L’Algérie doit redéployer ses capacités militaires au Sahel

jeudi 29 mars 2012

« L’Algérie doit redéployer ses capacités militaires au Sahel »

Pour le directeur du Centre de recherche sécuritaire et stratégique (Crss), M’hend Berkouk, l’Algérie doit renforcer son reploiement militaire à travers ses frontières avec le Mali. Le spécialiste des questions sécuritaires a aussi précisé que les événements se déroulant au Mali menacent aussi bien l’unité nationale malienne, que la sécurité des pays voisins en particulier l’Algérie.

L’Expression : Quelles sont les répercussions que peut avoir le coup d’Etat au Mali sur la sécurité régionale en général et l’Algérie en particulier ?

M’hend Berkouk : Les changements politiques survenus au Mali suite à l’action de force menée par un groupe de militaires mutins n’est pas un coup d’Etat au sens politique. Néanmoins, ce coup de force va exacerber davantage le climat d’instabilité et d’insécurité, sévissant au Mali, depuis plusieurs mois. Les craintes, qui existaient par rapport à une situation politique transitoire du fait de l’instabilité au nord du pays, se sont confirmées non par rapport à l’élection présidentielle, mais à cause de la nouvelle situation de non-constitutionnalité, née du renversement du président malien.

Les événements se déroulant au nord du Mali sont les plus dangereux et déstabilisateurs, et ce depuis la première rébellion du 1963, date de la première fronde de ces populations au Nord-Mali. Brutalement réprimées, leurs manifestations pacifiques restèrent étouffées jusqu’en 1990, lorsque Iyad Ag Ghali, chef du Mouvement populaire pour la libération de l’Azawad (Mpla) au Mali, déclencha la rébellion armée, en menant des attaques sur Menaka et Tidermène. Un mois après, le Front de libération de l’Aïr et de l’Azawak (Flaa) de Ghissa Ag Boula frappait à Tchin-Tabaradène au Niger.

La suite est connue. A la même époque et sur initiative de l’Algérie, les chefs d’Etat malien, nigérien, algérien, et le colonel El Gueddafi, se réunirent à Djanet (Sud-Est algérien) pour examiner les revendications de cette population qui rejeta, en 1958, la proposition coloniale de création d’un Etat saharien. Aujourd’hui, c’est la première fois qu’un mouvement de révolte revendique et réclame l’indépendance de cette région du nord du Mali. Ainsi, les actions menées au sol par le Mouvement indépendantiste targui et le manque de performance de l’armée malienne ont été plutôt utilisées par les putschistes rien que pour justifier leurs actes.

Par ailleurs, il faut dire que ce putsch militaire va avoir de graves répercussions tant sur le Mali que sur les résultats prometteurs réalisés en matière de processus de démocratisation des institutions maliennes. De plus, il jettera de l’huile sur le feu pour les foyers de tension prévalant au nord.

[Entrées du jeu de données d'annotation par points]
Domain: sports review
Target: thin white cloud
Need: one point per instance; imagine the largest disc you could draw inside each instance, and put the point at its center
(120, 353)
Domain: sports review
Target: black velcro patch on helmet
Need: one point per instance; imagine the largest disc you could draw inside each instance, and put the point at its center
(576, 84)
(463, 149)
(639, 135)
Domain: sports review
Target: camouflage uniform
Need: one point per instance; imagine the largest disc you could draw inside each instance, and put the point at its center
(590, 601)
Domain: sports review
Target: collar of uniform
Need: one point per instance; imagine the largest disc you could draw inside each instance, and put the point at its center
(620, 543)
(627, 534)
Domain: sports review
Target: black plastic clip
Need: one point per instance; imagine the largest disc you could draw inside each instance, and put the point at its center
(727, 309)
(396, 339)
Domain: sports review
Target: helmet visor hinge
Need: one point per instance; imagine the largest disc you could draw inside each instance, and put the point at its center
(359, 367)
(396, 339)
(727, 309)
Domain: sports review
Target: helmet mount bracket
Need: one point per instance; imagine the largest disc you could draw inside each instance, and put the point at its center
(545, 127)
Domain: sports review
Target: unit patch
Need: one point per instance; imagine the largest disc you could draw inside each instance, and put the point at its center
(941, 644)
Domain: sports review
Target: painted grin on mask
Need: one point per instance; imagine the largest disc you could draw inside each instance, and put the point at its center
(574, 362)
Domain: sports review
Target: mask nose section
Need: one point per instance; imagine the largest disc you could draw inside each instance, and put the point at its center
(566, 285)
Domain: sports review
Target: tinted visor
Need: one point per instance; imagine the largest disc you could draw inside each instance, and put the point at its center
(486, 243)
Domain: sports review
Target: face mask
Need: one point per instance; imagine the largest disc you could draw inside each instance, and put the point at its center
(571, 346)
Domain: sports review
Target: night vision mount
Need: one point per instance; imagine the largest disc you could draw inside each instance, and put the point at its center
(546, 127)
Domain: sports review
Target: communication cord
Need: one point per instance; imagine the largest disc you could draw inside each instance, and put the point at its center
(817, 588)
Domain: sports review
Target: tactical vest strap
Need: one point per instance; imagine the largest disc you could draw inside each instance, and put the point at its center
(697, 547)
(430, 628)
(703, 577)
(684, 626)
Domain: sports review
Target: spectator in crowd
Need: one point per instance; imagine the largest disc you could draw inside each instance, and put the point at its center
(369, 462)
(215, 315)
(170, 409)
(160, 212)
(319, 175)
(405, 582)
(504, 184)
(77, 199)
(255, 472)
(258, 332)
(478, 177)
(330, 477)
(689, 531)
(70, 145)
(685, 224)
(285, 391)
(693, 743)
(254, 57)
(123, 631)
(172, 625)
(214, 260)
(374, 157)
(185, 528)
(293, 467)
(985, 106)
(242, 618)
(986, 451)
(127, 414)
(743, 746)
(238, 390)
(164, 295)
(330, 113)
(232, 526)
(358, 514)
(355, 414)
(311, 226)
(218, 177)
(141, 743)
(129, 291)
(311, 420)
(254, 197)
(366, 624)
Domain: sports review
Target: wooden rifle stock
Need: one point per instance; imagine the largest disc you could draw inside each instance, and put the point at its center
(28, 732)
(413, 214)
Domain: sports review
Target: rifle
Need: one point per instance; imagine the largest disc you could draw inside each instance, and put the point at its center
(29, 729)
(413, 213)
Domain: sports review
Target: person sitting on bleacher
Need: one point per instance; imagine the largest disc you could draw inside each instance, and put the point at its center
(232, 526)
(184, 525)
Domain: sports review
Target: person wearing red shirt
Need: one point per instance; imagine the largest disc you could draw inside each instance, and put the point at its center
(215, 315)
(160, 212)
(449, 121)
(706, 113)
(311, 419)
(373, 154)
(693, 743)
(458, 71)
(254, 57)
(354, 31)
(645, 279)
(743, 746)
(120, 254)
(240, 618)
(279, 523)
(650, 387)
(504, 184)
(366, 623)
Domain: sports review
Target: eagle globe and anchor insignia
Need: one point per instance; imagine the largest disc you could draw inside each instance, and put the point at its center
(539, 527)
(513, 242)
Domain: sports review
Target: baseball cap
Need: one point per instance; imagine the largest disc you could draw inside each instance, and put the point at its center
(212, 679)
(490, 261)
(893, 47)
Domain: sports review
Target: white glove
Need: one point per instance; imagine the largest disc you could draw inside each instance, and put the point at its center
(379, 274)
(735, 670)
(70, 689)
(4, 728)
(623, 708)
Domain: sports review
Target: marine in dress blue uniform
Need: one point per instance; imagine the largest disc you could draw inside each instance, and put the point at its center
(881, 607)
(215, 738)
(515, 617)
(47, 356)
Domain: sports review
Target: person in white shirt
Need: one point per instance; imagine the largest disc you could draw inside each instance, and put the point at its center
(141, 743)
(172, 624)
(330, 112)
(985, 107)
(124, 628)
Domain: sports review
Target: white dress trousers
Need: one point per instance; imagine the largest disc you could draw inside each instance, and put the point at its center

(LISTE DES TÂCHES):
A) Filtrez les lignes des entrées pour ne garder que celles qui contiennent le mot « mask ». La casse compte.
B) Reprenez s'il vous plaît l'entretien sur la crise malienne et la sécurité de l'Algérie à la suite de sa dernière phrase.

(LES RÉSULTATS):
A)
Target: painted grin on mask
Target: mask nose section
Target: face mask

B)
L’Expression : Quel est l’impact de ce putsch sur l’Algérie laquelle partage de longues frontières avec le Mali ?

M’hend Berkouk : L’Algérie qui partage une longue frontière avec le Mali a besoin impérativement autant de redoubler sa vigilance que, bien entendu, de redéployer ses forces militaires le long de ses frontières avec le Mali. Le terrorisme qui a, du fait de la crise libyenne, renforcé ses positions et ses capacités d’action, risque grandement notamment de ressurgir au Mali. D’autant plus qu’il s’agit d’un pays qui a connu le plus d’actes terroristes commis par Aqmi au Sahel. Cela dit, l’Algérie a plus d’expertise en matière de lutte antiterroriste, et une diplomatie crédible doit permettre la médiation et œuvrer pour éviter de graves dérives, qui pourraient compromettre l’unité nationale du Mali.

L’Algérie doit également veiller à développer une approche constructive au sein des pays de la région et ce, selon l’esprit des Accords d’Alger 1 en matière de lutte contre le terrorisme au Sahel.

L’Expression : Pensez-vous que la rébellion des Touareg au nord du Mali et le terrorisme sont les seules motivations des militaires mutins, ou ce coup de force est-il motivé par des desseins inavoués ou des mains étrangères ?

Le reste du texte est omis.